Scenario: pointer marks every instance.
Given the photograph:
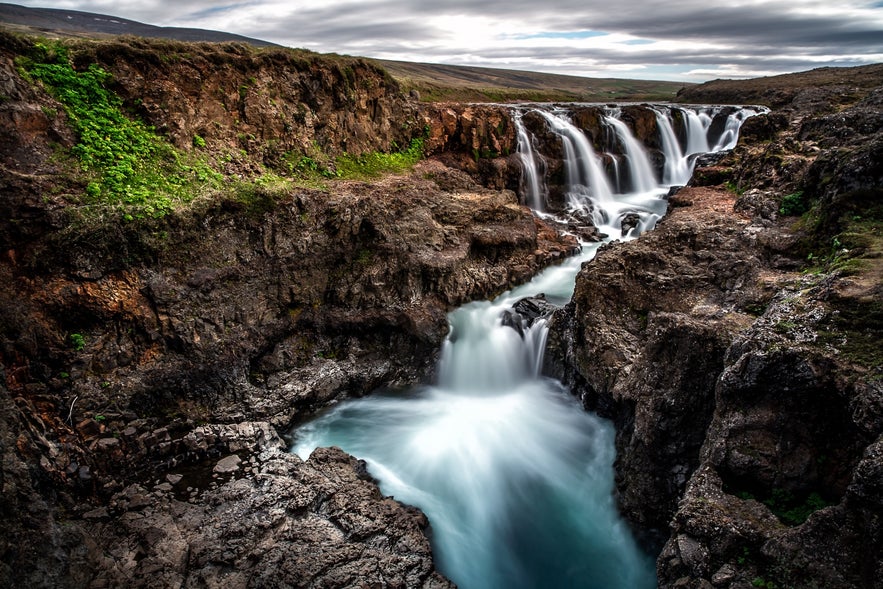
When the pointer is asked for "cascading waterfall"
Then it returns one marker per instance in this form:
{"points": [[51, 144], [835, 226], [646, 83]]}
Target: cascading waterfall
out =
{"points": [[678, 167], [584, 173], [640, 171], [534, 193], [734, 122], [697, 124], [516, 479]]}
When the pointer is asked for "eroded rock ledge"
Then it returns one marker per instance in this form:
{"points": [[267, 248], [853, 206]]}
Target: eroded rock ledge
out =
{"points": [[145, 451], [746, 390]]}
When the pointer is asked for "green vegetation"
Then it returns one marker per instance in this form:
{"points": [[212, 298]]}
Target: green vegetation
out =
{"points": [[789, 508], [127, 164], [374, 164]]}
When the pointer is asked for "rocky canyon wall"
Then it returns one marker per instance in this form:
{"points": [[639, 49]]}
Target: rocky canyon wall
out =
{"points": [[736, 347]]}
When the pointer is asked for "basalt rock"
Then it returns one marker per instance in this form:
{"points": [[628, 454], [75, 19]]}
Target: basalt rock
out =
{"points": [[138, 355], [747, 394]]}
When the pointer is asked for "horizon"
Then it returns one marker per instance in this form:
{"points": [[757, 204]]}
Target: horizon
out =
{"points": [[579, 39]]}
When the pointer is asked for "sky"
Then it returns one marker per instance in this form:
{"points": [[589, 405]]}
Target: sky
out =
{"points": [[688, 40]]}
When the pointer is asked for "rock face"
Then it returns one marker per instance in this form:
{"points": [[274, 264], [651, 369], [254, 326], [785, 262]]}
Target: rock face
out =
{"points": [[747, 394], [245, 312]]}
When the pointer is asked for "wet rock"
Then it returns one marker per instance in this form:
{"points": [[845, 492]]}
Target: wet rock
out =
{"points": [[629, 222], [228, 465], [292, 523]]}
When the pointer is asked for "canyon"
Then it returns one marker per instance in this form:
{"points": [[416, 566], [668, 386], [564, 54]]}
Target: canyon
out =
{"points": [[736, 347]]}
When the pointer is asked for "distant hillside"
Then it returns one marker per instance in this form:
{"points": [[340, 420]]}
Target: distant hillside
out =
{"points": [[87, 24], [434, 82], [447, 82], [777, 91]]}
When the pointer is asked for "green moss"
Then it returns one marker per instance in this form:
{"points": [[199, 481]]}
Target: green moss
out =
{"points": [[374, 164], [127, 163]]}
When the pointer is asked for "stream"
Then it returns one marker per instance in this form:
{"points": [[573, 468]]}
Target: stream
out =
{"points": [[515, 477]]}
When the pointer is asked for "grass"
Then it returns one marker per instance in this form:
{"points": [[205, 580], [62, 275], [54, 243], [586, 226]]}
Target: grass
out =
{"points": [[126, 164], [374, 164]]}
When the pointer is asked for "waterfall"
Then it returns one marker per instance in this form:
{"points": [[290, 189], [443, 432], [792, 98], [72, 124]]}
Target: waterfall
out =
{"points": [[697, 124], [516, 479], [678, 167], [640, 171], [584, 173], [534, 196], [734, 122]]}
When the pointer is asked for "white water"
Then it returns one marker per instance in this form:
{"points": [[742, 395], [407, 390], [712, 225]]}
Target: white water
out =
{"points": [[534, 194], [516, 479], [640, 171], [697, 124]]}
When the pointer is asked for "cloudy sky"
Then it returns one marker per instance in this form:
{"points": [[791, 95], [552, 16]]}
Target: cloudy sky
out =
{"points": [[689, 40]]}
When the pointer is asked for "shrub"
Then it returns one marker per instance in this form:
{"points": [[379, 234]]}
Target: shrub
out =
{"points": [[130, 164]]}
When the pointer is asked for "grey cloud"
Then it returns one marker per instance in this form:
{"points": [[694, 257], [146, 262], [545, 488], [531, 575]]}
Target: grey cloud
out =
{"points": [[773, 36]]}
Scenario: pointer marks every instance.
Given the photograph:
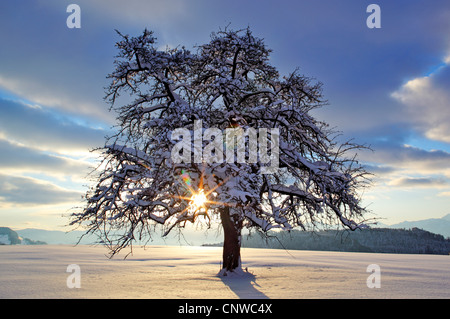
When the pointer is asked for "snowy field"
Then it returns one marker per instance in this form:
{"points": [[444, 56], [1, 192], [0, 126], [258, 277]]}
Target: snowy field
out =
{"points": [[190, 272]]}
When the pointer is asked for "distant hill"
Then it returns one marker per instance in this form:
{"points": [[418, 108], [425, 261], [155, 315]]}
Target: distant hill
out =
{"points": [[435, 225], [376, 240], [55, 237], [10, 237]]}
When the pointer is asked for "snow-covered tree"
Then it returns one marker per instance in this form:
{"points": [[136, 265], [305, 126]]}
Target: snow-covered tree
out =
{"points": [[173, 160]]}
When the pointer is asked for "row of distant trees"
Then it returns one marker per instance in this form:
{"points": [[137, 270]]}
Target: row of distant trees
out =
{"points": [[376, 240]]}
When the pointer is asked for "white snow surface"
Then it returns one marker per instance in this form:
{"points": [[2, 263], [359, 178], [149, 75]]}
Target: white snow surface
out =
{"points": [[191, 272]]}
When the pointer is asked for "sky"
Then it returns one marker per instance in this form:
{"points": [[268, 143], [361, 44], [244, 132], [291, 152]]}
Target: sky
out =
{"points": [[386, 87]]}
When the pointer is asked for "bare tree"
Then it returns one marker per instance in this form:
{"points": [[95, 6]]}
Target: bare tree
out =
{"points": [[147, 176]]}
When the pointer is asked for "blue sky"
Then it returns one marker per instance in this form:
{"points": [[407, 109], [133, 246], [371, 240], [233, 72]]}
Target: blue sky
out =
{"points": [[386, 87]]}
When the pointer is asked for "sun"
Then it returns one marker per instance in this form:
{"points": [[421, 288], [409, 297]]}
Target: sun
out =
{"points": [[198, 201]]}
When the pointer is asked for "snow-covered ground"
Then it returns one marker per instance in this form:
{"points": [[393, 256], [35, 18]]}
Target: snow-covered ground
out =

○ ○ ○

__Task statement__
Pull out every line holding "green" from the records above, and copy it.

__Answer area__
When the pointer is asked for "green vegetation"
Target: green vegetation
When the pointer is asked for "green moss"
Target: green moss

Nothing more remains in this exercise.